_作業一覧:_
1. 本文の「図1は、実施形態に係る情報処」から「録画を停止させると判定する。」までを、そのまま書き写してください。
2. 記録の中の「target: white decorative plate on wall」を含む行から「task: trace the outline of every instance of the white」を含む行までを、「decorative」を「ornamental」に置き換えて書き直してください。ほかは変えず、その行だけを出してください。

図1は、実施形態に係る情報処理装置10の構成の一例を示す図である。情報処理装置10は、取得部11、判定部12、及び録画制御部13を有する。これら各部は、情報処理装置10にインストールされた1以上のプログラムと、情報処理装置10のプロセッサ101、及びメモリ102等のハードウェアとの協働により実現されてもよい。
【0015】
取得部11は、情報処理装置10内部の記憶部、または外部装置から各種の情報を取得する。取得部11は、例えば、撮影装置20で撮影された画像に基づいて検出されたイベントを示す情報を取得する。この場合、取得部11は、撮影装置20で撮影された画像に基づいてイベントを検出することにより、イベントの情報を取得してもよい。また、取得部11は、情報処理装置10内の他のモジュール、または外部装置により検出されたイベントの情報を取得してもよい。
【0016】
判定部12は、取得部11により取得された情報に基づいて、撮影装置20により撮影された画像の録画(記録)に関する各種の判定を行う。なお、本開示の「画像」には、動画及び静止画の少なくとも一方が含まれる。判定部12は、例えば、イベントが第1時点で検出された際に画像の録画を開始させると判定する。また、判定部12は、例えば、第1時点から録画上限期間内でイベントが継続して検出されている場合は録画を継続させると判定する。また、判定部12は、例えば、第1時点から録画上限期間を超えた際にイベントが継続して検出されている場合は録画を停止させると判定する。
【0017】
録画制御部13は、判定部12による判定結果に基づいて、撮影装置20により撮影された画像の録画(記録)に関する各種の制御を行う。録画制御部13は、例えば、判定部12による判定結果に基づいて、録画の開始及び終了を制御する。なお、録画制御部13は、撮影装置20により撮影された画像を、情報処理装置10の内部の記憶部(記録部)に記録させてもよいし、外部装置の記録部に記録させてもよい。
【0018】
(実施の形態2)
次に、
図2を参照し、実施形態に係る情報処理システム1の構成について説明する。
<システム構成>
図2は、実施形態に係る情報処理システム1の構成例を示す図である。
図2において、情報処理システム1は、情報処理装置10及び撮影装置20を有する。

_記録一覧:_
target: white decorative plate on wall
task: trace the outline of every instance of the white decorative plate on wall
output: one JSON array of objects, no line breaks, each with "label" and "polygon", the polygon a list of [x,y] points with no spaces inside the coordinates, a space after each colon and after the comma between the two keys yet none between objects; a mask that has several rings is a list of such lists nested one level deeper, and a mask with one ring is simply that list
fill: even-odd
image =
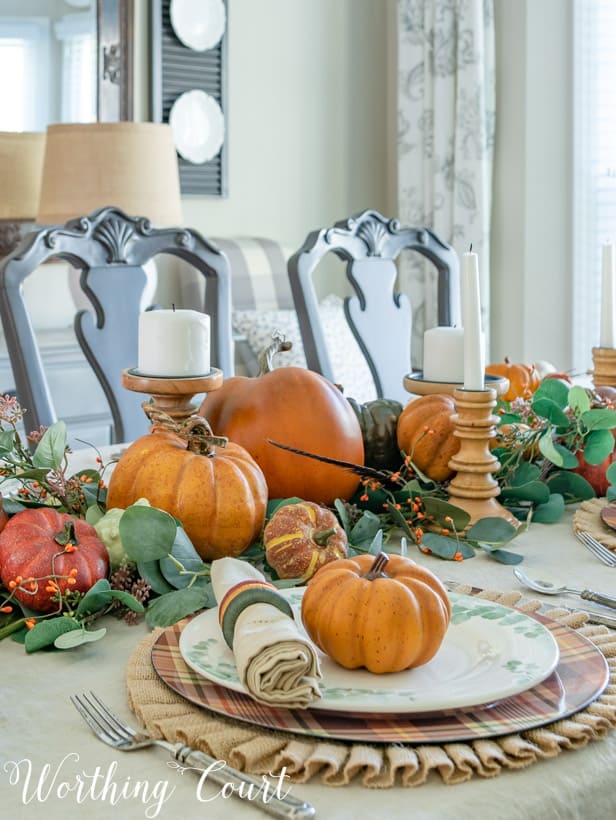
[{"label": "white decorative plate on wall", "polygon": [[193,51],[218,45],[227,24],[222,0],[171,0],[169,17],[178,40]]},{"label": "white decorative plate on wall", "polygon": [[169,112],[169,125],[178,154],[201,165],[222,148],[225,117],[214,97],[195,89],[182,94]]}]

--

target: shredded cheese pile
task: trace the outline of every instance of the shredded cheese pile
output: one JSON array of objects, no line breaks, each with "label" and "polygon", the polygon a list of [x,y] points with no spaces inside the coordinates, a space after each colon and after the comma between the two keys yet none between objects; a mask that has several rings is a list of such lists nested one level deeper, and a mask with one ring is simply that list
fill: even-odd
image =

_回答:_
1.
図1は、実施形態に係る情報処理装置10の構成の一例を示す図である。情報処理装置10は、取得部11、判定部12、及び録画制御部13を有する。これら各部は、情報処理装置10にインストールされた1以上のプログラムと、情報処理装置10のプロセッサ101、及びメモリ102等のハードウェアとの協働により実現されてもよい。
【0015】
取得部11は、情報処理装置10内部の記憶部、または外部装置から各種の情報を取得する。取得部11は、例えば、撮影装置20で撮影された画像に基づいて検出されたイベントを示す情報を取得する。この場合、取得部11は、撮影装置20で撮影された画像に基づいてイベントを検出することにより、イベントの情報を取得してもよい。また、取得部11は、情報処理装置10内の他のモジュール、または外部装置により検出されたイベントの情報を取得してもよい。
【0016】
判定部12は、取得部11により取得された情報に基づいて、撮影装置20により撮影された画像の録画(記録)に関する各種の判定を行う。なお、本開示の「画像」には、動画及び静止画の少なくとも一方が含まれる。判定部12は、例えば、イベントが第1時点で検出された際に画像の録画を開始させると判定する。また、判定部12は、例えば、第1時点から録画上限期間内でイベントが継続して検出されている場合は録画を継続させると判定する。また、判定部12は、例えば、第1時点から録画上限期間を超えた際にイベントが継続して検出されている場合は録画を停止させると判定する。

2.
target: white ornamental plate on wall
task: trace the outline of every instance of the white ornamental plate on wall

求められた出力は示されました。